------ Dataset extract

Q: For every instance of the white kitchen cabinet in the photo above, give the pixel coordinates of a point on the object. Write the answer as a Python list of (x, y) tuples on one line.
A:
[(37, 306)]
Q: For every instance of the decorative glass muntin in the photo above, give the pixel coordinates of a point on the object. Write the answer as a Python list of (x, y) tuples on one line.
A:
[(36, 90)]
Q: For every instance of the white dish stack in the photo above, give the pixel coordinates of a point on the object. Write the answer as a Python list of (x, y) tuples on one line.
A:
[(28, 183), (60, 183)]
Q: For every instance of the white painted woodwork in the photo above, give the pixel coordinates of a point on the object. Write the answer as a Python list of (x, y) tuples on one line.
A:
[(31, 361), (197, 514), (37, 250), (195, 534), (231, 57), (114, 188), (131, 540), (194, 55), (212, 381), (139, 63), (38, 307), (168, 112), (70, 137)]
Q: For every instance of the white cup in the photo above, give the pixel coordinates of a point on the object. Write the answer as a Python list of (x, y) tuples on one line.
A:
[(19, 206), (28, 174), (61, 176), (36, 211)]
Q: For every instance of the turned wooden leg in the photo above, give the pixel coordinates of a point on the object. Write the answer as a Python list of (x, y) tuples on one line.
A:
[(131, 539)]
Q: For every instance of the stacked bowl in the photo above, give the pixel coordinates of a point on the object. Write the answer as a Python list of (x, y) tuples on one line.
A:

------------
------ Dataset extract

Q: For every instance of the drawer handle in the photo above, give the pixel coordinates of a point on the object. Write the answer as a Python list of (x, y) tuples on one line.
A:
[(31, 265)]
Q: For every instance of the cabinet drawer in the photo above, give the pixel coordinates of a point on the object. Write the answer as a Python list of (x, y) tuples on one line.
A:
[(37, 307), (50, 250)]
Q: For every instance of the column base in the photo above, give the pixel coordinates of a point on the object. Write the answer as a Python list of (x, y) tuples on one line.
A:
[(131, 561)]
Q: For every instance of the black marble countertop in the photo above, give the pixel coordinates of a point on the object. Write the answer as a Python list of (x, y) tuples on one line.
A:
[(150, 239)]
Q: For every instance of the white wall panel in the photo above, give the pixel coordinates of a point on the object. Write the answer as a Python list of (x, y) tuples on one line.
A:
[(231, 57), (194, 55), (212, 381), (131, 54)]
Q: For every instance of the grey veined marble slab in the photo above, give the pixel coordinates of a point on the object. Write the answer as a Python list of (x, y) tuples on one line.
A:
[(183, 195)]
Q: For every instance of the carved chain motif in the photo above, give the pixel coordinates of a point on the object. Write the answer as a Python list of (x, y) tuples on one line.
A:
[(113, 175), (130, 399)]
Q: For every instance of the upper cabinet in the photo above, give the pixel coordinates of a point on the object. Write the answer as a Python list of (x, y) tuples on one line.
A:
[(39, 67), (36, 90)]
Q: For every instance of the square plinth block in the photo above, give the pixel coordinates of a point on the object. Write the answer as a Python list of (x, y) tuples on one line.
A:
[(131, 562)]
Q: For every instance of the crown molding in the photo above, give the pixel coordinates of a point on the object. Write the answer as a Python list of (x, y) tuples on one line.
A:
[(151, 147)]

------------

=== Work to be completed ===
Please output the lines above, from the line containing "Q: For every instance of the white cup" through the line containing "[(19, 206), (28, 174), (61, 176), (36, 211)]", as a JSON list of strings with one string per line and blank lines omitted.

=== Written response ===
[
  "Q: For every instance of the white cup in the photo above, give the pixel coordinates of a point on the object. Write the answer as a Python list of (x, y) tuples on one line.",
  "A:",
  "[(19, 206), (28, 174), (61, 176), (36, 211)]"
]